> Goal of the exercise
Stopping at the line that holds "Target: yellow sleeve", repeat the lines below exactly, starting from the very first and including that final line.

> The data
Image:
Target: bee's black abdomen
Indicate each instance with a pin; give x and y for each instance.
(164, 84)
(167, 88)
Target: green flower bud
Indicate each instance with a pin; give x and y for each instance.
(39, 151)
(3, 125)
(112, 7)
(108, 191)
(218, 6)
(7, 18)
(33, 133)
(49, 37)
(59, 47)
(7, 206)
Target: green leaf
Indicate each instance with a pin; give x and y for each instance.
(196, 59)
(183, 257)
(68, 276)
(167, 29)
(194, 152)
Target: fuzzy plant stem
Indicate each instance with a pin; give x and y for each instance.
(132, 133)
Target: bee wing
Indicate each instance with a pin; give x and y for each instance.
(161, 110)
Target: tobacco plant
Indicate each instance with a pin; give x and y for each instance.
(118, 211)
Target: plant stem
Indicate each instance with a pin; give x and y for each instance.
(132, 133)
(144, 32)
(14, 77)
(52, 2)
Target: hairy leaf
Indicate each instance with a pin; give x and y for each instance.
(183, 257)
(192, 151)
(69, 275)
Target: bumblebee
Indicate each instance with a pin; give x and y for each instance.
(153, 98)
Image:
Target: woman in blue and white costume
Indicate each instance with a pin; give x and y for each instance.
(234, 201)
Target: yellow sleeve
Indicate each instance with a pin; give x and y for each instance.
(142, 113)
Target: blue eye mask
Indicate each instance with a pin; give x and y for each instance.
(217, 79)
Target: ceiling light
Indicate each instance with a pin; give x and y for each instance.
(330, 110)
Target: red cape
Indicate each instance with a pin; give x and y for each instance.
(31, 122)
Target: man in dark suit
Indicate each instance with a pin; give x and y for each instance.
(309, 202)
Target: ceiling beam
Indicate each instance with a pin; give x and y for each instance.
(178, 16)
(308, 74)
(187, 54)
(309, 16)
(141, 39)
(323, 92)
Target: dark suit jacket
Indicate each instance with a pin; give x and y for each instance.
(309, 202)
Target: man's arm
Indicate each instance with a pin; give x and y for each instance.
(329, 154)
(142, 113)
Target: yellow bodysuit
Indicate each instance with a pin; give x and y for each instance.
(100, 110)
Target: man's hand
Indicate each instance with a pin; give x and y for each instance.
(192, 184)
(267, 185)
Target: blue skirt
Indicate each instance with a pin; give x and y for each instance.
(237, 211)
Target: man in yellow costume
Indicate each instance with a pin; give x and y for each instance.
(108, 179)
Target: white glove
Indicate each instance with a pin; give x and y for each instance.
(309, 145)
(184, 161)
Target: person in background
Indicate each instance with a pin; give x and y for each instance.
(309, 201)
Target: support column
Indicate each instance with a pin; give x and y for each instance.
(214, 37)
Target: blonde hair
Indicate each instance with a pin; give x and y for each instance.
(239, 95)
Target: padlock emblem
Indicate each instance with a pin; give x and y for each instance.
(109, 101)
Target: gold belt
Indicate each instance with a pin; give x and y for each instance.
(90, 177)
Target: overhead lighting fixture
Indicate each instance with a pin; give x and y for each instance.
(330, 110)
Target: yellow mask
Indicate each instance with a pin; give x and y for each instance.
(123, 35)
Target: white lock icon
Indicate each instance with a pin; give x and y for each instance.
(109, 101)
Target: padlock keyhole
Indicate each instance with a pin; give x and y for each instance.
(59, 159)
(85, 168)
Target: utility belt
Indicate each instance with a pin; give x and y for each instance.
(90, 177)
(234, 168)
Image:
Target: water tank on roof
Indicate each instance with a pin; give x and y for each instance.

> Task solution
Image:
Target: bee's black abdomen
Indicate each instance with a pin; give x and y for each instance.
(164, 84)
(167, 88)
Target: green flower bud
Indicate each instance with a pin; give x and y for each instance.
(39, 151)
(3, 125)
(112, 7)
(108, 191)
(218, 6)
(7, 18)
(33, 133)
(49, 37)
(59, 47)
(7, 206)
Target: green leaf
Indicate each instance with a pin; give x and y for each instance.
(196, 59)
(183, 257)
(68, 276)
(167, 29)
(194, 152)
Target: fuzzy plant stem
Indicate each instance with a pin; give x and y for each instance.
(132, 133)
Target: bee wing
Indicate each instance with a pin; give x and y for each instance.
(161, 110)
Target: tobacco plant
Indicate each instance with a pin; give x and y for each instance.
(118, 211)
Target: plant stem
Indicate each instance with a pin; give x and y for each instance.
(132, 133)
(144, 32)
(14, 77)
(52, 2)
Target: hairy leaf
Indicate each instance with a pin; give x and y for each instance.
(183, 257)
(192, 151)
(69, 275)
Target: bumblebee
Indicate each instance with a pin; give x and y for each instance.
(153, 98)
Image:
Target: woman in blue and white costume
Indicate each instance with a pin; give x and y for each instance.
(234, 201)
Target: yellow sleeve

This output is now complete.